[Cluster-devel] [PATCH v2] GFS2: Add a next-resource-group pointer to resource groups

Andrew Price anprice at redhat.com
Thu Feb 2 14:57:40 UTC 2017


So it's about time I revived this patch and got it finalised...

On 12/01/16 15:50, Bob Peterson wrote:
> ----- Original Message -----
>> Add a new rg_skip field to struct gfs2_rgrp, replacing __pad. The
>> rg_skip field has the following meaning:
>>
>> - If rg_skip is zero, it is considered unset and not useful.
>> - If rg_skip is non-zero, its value will be the number of blocks between
>>   this rgrp's address and the next rgrp's address. This can be used as a
>>   hint by fsck.gfs2 when rebuilding a bad rindex, for example.
>>
>> When gfs2_rgrp_bh_get() reads a resource group header and finds rg_skip
>> to be 0 it will attempt to set it to the difference between its rd_addr
>> and the rd_addr of the next resource group.
>>
>> The only special case is the final rgrp, which always has a rg_skip of
>> 0. It is not set to a special value (like -1) because, when the
>> filesystem is grown, the rgrp will no longer be the final one and it
>> will then need to have its rg_skip field set. The overhead of this
>> special case is a gfs2_rgrpd_get_next() call each time
>> gfs2_rgrp_bh_get() is called for the final resource group.
>>
>> For the other resource groups, if the rg_skip field is 0, it is set
>> appropriately and then the only overhead becomes the rgd->rg_skip == 0
>> comparison in gfs2_rgrp_bh_get().

**LIST OF TASKS**
A. From the GFS2 patch email, print the passage that opens with the words containing "On 12/01/16 15:50, Bob" and closes with "and not useful.".
B. List each distinct name in the GFS2 patch email that contains "gfs2" in lower case.
C. Using the GFS2 patch email, mark each statement yes or no and quote the words that decide it: (i) The final resource group's rg_skip is set to -1. (ii) The rg_skip field replaces __pad in struct gfs2_rgrp. (iii) An rg_skip value of zero is treated as unset.

**RECORD EXCERPTS**
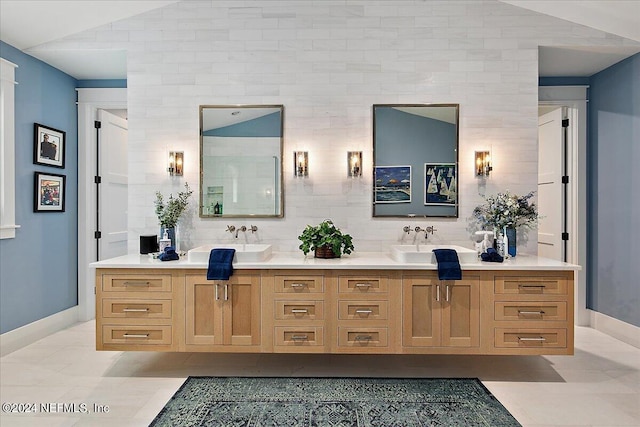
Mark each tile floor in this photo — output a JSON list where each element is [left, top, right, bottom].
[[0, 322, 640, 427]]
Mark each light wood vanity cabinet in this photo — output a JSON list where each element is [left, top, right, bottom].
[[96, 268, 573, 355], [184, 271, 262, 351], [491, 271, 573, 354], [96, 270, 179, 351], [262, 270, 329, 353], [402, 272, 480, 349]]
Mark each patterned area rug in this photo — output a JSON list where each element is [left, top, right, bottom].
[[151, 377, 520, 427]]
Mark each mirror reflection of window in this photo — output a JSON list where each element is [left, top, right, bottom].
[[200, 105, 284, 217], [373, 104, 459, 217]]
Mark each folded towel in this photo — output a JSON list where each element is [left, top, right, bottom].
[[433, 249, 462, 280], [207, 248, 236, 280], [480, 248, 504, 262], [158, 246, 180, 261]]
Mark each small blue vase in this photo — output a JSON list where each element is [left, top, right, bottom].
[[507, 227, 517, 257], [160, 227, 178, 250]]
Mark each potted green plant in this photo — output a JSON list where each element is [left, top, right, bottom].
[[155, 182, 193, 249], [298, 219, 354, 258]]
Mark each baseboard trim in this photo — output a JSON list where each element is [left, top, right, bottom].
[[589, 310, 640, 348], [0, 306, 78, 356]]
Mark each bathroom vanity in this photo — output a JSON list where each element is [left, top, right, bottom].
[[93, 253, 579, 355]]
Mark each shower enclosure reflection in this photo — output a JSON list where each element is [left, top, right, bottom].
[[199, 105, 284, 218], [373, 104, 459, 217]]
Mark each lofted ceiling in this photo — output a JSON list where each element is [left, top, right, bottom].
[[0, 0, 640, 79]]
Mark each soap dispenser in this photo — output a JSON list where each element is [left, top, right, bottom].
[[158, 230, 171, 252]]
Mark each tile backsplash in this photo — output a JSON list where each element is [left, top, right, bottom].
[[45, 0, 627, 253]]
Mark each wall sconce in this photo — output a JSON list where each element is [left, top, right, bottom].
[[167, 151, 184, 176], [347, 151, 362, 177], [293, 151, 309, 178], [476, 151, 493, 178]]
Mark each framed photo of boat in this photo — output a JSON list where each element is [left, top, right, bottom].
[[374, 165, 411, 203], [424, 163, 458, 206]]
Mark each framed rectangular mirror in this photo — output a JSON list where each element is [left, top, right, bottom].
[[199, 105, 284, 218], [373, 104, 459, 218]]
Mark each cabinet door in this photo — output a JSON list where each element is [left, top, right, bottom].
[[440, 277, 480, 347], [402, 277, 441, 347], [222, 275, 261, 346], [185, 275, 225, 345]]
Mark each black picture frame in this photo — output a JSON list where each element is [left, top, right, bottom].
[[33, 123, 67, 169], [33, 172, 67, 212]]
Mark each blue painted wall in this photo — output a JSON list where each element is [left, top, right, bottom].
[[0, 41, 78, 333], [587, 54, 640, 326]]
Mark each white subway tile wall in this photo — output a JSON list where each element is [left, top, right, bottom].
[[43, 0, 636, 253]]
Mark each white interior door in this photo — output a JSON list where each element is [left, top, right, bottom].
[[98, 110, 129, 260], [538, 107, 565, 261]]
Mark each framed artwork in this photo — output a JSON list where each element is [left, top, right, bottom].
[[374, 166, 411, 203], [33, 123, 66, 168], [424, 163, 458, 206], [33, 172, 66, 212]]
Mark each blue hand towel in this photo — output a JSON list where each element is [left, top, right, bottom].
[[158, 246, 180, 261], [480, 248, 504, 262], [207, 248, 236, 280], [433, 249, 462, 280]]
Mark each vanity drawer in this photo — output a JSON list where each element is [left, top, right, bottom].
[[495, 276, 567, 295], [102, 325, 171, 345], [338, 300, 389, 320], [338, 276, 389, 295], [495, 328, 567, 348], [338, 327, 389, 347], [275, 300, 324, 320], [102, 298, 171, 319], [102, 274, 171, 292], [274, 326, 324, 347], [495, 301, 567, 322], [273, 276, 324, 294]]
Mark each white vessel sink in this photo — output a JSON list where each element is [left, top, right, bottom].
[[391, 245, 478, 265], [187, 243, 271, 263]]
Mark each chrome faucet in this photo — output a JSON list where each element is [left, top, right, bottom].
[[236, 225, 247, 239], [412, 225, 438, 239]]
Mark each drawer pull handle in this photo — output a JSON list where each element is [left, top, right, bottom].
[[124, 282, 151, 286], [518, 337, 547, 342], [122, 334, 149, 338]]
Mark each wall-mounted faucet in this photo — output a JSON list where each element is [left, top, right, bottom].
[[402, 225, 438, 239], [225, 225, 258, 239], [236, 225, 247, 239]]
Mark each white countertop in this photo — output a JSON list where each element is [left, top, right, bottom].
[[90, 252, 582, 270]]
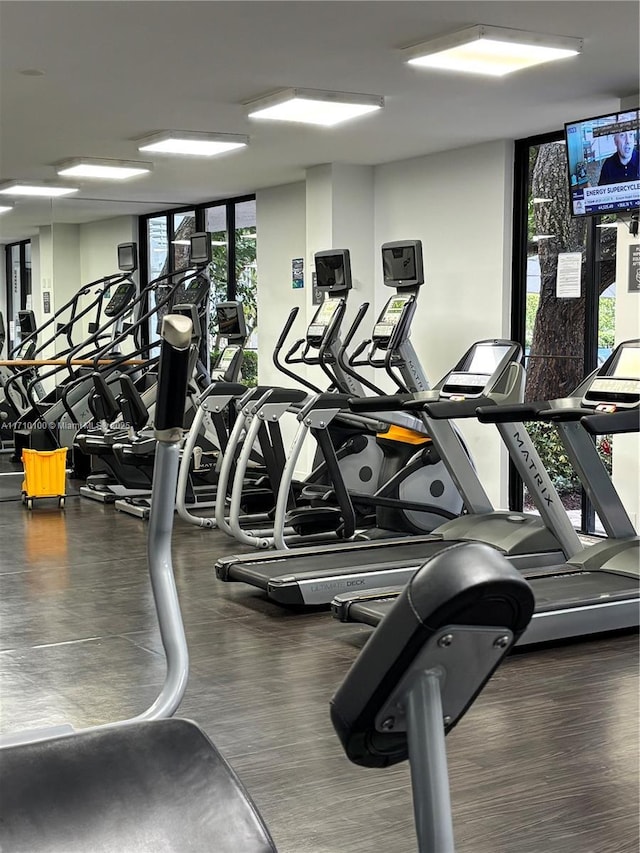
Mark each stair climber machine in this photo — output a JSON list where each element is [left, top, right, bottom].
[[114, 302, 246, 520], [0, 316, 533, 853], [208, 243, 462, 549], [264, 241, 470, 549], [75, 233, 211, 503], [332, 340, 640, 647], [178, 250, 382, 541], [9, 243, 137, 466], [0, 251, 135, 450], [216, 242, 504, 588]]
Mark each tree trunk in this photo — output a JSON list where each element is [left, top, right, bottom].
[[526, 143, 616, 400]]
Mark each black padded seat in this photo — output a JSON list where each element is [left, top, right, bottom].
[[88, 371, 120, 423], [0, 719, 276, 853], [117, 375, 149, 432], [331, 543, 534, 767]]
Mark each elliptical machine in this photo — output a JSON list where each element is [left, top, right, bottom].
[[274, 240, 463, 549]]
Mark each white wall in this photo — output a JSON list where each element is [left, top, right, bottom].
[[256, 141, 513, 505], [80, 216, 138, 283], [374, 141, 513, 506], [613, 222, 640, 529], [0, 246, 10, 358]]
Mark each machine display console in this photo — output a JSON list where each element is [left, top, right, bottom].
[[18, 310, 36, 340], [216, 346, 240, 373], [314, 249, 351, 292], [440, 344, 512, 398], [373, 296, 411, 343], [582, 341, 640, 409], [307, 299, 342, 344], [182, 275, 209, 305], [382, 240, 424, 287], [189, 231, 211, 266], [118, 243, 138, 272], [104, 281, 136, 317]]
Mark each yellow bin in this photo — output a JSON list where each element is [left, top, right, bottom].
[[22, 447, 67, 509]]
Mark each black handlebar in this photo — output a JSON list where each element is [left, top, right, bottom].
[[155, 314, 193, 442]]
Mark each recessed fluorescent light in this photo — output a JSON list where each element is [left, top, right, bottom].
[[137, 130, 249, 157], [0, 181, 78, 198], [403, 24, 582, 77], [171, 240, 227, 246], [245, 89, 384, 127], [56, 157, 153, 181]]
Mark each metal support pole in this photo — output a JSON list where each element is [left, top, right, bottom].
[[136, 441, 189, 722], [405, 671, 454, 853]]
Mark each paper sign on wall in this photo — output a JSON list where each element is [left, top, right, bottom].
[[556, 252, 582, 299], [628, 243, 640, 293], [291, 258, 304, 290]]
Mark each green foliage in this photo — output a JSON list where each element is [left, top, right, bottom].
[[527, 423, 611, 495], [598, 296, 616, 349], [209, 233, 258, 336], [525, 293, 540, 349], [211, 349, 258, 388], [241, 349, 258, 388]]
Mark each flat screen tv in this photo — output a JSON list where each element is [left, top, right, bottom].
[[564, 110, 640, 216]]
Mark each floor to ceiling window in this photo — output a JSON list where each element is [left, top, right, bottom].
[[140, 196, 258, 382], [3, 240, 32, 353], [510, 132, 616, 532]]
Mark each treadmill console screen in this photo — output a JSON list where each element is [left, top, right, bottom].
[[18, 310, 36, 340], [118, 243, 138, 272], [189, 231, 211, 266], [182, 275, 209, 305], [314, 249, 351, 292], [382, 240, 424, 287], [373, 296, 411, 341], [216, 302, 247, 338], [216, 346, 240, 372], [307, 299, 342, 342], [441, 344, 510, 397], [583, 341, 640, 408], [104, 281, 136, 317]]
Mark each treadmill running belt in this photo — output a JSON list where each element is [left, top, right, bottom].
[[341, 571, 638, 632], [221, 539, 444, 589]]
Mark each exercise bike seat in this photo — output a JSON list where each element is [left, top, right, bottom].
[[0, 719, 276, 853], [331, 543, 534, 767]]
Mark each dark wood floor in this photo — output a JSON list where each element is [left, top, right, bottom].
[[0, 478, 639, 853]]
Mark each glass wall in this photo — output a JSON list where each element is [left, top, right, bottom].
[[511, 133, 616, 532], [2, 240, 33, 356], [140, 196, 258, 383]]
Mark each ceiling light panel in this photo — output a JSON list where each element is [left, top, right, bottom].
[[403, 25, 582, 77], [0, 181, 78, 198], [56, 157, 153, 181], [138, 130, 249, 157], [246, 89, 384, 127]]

* * *

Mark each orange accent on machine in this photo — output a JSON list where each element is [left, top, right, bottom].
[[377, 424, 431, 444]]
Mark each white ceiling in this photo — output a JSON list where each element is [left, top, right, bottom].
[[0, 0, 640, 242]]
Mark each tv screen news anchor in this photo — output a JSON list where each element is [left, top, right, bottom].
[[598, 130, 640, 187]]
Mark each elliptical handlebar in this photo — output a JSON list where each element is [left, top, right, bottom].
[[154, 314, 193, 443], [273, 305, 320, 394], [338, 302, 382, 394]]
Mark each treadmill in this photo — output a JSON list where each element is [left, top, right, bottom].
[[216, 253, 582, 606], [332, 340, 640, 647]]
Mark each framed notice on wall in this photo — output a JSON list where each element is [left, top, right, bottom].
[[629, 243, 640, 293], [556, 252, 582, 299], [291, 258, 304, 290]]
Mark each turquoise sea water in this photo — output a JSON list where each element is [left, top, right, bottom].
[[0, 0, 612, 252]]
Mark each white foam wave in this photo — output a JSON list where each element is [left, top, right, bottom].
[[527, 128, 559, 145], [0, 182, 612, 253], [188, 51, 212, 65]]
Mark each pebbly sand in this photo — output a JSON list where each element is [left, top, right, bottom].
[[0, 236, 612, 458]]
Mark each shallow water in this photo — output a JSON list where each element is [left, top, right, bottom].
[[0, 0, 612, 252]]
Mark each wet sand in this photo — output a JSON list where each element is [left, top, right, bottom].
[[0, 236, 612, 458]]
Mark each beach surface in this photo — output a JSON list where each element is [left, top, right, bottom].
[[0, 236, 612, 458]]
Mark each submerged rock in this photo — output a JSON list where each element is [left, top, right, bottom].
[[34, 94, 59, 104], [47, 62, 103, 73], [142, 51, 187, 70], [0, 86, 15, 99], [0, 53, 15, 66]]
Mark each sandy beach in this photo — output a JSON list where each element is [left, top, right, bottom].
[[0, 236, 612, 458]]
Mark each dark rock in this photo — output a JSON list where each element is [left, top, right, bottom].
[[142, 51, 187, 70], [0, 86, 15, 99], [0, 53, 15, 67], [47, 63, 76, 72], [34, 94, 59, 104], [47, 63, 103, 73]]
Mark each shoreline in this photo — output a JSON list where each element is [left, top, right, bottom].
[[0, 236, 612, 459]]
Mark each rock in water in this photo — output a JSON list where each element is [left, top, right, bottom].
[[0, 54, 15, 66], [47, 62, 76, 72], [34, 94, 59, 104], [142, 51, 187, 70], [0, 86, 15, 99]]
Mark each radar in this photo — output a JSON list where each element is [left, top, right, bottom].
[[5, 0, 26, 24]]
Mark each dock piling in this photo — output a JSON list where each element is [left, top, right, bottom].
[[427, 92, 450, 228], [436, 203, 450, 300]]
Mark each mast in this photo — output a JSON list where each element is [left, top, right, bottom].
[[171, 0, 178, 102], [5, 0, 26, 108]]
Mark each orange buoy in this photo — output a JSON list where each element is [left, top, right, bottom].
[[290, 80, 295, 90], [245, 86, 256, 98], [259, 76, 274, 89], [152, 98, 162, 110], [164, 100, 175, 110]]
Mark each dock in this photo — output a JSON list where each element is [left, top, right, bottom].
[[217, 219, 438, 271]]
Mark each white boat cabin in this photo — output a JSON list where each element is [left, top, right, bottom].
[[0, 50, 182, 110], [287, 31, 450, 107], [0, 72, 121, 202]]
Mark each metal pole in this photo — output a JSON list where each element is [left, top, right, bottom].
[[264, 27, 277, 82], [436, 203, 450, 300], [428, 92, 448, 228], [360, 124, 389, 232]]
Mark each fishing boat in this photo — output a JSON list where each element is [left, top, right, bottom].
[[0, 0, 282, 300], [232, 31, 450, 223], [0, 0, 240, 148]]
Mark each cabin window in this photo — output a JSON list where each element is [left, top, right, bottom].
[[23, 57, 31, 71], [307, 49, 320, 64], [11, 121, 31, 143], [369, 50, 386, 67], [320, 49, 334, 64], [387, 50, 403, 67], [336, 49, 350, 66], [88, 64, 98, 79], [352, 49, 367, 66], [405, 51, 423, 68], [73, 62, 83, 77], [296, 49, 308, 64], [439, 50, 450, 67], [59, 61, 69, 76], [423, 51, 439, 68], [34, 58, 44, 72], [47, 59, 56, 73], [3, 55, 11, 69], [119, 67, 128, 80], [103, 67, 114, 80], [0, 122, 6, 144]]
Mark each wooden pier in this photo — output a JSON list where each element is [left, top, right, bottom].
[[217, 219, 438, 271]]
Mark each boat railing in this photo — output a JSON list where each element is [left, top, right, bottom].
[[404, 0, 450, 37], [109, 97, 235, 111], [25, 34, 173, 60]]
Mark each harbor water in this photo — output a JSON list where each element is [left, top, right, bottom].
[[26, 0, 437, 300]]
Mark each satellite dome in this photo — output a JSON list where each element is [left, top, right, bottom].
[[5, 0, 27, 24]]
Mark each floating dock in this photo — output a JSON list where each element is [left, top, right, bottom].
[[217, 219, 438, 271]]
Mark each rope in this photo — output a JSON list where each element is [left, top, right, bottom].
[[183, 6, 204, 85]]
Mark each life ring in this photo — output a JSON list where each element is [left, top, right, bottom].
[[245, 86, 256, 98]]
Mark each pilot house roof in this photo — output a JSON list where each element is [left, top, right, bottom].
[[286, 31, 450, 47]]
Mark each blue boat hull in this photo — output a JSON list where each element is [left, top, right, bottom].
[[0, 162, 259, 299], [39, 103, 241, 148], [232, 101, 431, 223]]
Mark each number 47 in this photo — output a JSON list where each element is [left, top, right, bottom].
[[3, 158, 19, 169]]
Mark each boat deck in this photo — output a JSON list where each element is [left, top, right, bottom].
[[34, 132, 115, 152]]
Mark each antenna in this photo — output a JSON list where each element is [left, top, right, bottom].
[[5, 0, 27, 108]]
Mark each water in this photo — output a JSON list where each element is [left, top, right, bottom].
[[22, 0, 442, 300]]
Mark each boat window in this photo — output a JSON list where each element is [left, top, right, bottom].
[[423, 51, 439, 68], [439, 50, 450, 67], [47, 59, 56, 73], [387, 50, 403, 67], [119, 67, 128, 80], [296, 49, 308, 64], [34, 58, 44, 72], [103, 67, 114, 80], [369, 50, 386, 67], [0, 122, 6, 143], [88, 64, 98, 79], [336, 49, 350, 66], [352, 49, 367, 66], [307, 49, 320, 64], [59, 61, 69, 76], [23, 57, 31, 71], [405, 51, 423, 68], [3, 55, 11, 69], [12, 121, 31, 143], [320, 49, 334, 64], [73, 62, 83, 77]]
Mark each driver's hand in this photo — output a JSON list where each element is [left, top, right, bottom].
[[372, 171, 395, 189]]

**RESPONSES TO THE TASKS**
A.
On 12/01/16 15:50, Bob Peterson wrote:
> ----- Original Message -----
>> Add a new rg_skip field to struct gfs2_rgrp, replacing __pad. The
>> rg_skip field has the following meaning:
>>
>> - If rg_skip is zero, it is considered unset and not useful.

B.
gfs2_rgrp
fsck.gfs2
gfs2_rgrp_bh_get()
gfs2_rgrpd_get_next()

C.
(i) No: "It is not set to a special value (like -1)"
(ii) Yes: "Add a new rg_skip field to struct gfs2_rgrp, replacing __pad."
(iii) Yes: "If rg_skip is zero, it is considered unset and not useful."